EXTRACTED DATA ->
○ ○ ○ ○ ○ ○ ○

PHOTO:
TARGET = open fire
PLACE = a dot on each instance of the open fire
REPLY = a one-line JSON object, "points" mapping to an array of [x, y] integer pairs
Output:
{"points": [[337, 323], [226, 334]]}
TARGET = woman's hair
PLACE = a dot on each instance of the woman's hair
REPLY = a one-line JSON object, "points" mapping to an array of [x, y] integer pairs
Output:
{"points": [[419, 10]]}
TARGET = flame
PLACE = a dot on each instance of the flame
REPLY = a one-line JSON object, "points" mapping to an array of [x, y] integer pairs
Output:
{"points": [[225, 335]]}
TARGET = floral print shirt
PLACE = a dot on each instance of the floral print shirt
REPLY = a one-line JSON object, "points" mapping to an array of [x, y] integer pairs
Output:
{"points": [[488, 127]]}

○ ○ ○ ○ ○ ○ ○

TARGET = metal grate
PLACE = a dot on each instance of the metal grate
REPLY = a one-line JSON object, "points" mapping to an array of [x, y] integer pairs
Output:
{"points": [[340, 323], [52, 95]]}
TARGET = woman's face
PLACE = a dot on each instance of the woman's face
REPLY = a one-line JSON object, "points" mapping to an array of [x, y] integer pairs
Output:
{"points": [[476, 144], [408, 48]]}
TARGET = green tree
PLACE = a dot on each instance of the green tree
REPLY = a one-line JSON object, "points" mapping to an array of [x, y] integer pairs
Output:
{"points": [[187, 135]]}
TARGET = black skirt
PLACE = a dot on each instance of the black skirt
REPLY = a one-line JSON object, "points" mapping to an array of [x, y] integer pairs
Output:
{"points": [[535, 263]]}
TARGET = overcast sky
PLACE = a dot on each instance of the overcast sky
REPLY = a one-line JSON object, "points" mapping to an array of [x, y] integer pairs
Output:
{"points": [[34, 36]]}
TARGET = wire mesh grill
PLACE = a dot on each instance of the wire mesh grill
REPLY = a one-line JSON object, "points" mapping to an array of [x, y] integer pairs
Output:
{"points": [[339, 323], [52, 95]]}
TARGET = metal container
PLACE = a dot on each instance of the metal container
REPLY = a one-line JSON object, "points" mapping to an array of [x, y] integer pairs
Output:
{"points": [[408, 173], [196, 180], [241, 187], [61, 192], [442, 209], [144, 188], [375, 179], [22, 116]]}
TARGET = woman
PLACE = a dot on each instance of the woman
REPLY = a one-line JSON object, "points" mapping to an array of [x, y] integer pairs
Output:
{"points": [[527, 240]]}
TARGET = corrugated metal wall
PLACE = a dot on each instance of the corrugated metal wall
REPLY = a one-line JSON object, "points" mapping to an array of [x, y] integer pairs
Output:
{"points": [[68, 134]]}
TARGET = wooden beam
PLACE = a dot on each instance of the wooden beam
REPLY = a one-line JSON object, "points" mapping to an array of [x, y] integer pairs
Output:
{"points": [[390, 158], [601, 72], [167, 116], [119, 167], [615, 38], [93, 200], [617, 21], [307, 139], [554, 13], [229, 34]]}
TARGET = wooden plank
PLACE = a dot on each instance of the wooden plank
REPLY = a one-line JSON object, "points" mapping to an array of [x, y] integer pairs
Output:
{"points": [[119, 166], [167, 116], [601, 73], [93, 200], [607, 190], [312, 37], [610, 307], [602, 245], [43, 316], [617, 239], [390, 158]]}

○ ○ ○ ○ ○ ○ ○

PROBLEM STATEMENT -> Find every line in the entries above that contains the string "shirt" and copy each one out. Case counts.

EXPECTED ANSWER ->
TARGET = floral print shirt
PLACE = a dot on each instance of the floral print shirt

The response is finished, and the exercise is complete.